[OBJECTIVE]: List every topic that the introduction of the distributed training notes says the notes will cover.

[READING PASSAGE]:
_ _ _
CDK Entest

Introduction#

GitHub this note show getting started with distributed training on SageMaker

Basic MPI
Pytorch DataParallel and DistributedDataParallel
SageMaker DistributedDataParallel Lib
Reference papers

Basic MPI#

Run on 3 nodes x 2 process per node
Broadcass node, and receive node
Agregrate data on nodes

Let create a simple MPI (Message Passing Interface)

from mpi4py import MPI
import numpy as np
import time

comm = MPI.COMM_WORLD
size = comm.Get_size()
rank = comm.Get_rank()

if rank == 0:
    print("Number of MPI processes that will talk to each other:", size)


def point_to_point():
    """Point to point communication
    Send a numpy array (buffer like object) from rank 0 to rank 1
    """
    if rank == 0:
        print("point to point")
        data = np.array([0, 1, 2], dtype=np.intc)  # int in C

        # remember the difference between
        # Upper case API and lower case API
        # Basically uppper case API directly calls C API
        # so it is fast
        # checkout https://mpi4py.readthedocs.io/en/stable/

        comm.Send([data, MPI.INT], dest=1)
    elif rank == 1:
        print(f"Hello I am rank {rank}")
        data = np.empty(3, dtype=np.intc)
        comm.Recv([data, MPI.INT], source=0)
        print("I received some data:", data)

    if rank == 0:
        time.sleep(1)  # give some buffer time for execution to complete
        print("=" * 50)
    return


def broadcast():
    """Broadcast a numpy array from rank 0 to others"""

    if rank == 0:
        print(f"Broadcasting from rank {rank}")
        data = np.arange(10, dtype=np.intc)
    else:
        data = np.empty(10, dtype=np.intc)

    comm.Bcast([data, MPI.INT], root=0)
    print(f"Data at rank {rank}", data)

    if rank == 0:
        time.sleep(1)
        print("=" * 50)
_ _ _
[DATASET EXTRACT]:
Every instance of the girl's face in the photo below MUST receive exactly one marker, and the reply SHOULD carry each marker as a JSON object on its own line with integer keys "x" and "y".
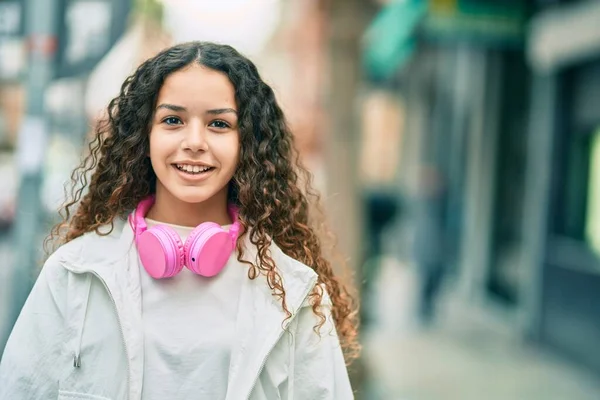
{"x": 194, "y": 139}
_ _ _
[THE REPLY]:
- Basic MPI
- Pytorch DataParallel and DistributedDataParallel
- SageMaker DistributedDataParallel Lib
- Reference papers